> [GIVEN PROBLEM]:
Format the entries between the line containing "gray overcast sky." and the line containing "[321,228,587,352]", inclusive, as a numbered list, skipping any blank lines. Include only those lines.
* Begin THE INPUT *
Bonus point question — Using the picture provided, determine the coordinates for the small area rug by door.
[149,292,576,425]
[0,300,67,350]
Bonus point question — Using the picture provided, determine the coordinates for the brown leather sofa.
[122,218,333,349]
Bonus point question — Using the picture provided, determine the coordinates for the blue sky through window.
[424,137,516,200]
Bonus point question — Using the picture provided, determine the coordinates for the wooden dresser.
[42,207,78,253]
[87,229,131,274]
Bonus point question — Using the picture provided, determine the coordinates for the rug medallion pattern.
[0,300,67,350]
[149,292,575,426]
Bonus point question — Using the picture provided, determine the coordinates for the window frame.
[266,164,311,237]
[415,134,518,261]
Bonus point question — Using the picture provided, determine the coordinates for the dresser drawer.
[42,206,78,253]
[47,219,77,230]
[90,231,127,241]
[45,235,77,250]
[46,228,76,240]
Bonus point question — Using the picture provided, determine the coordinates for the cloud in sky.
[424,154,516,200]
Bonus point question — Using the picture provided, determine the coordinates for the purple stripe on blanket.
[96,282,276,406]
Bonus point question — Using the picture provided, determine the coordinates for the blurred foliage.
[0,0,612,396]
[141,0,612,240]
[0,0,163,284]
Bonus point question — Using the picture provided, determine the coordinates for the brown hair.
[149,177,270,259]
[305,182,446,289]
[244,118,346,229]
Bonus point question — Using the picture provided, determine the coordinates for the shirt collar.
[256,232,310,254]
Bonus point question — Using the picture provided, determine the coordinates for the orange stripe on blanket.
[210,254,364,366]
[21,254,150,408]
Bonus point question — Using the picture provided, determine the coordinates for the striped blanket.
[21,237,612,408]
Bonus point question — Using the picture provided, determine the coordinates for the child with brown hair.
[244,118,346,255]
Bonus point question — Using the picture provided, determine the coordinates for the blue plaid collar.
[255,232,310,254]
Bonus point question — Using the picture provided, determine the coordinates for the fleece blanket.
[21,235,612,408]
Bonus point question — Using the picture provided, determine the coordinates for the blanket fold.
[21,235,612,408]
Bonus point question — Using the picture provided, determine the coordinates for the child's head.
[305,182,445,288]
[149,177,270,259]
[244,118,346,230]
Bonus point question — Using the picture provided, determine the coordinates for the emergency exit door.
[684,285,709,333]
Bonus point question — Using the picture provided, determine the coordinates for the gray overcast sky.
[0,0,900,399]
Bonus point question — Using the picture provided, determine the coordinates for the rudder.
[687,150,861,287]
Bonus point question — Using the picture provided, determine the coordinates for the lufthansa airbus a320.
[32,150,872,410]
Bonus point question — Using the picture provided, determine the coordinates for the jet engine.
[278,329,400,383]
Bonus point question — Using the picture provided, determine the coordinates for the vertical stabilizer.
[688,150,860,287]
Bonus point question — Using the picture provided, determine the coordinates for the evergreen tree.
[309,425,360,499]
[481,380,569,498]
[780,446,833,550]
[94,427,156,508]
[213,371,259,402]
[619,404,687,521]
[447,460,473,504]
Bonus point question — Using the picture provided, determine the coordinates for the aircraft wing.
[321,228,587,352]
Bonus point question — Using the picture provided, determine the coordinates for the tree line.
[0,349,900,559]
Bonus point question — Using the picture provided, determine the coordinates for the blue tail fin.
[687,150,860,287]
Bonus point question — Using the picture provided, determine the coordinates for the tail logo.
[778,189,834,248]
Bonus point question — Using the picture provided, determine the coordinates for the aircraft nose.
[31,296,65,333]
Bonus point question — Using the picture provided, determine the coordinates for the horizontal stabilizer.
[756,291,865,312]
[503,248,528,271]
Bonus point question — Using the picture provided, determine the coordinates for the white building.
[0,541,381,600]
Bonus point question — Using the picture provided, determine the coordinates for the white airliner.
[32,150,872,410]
* End THE INPUT *
> [TASK OUTPUT]:
1. Bonus point question — Using the picture provided, determine the coordinates for the gray overcast sky.
2. [0,0,900,399]
3. Bonus point question — Using the picture provided, determine the coordinates for the rudder.
4. [687,150,861,287]
5. Bonus point question — Using the picture provided, determine the coordinates for the lufthansa airbus a320.
6. [32,150,872,410]
7. Bonus point question — Using the picture provided, determine the coordinates for the jet engine.
8. [278,329,400,383]
9. Bonus point question — Using the picture provided, determine the coordinates for the vertical stabilizer.
10. [688,150,860,287]
11. Bonus point question — Using the picture provided, determine the coordinates for the evergreen tree.
12. [309,425,360,499]
13. [481,380,569,498]
14. [780,446,833,550]
15. [94,427,156,508]
16. [213,371,259,402]
17. [619,404,687,521]
18. [447,460,473,504]
19. Bonus point question — Using the picture provided, determine the coordinates for the aircraft wing.
20. [321,228,587,352]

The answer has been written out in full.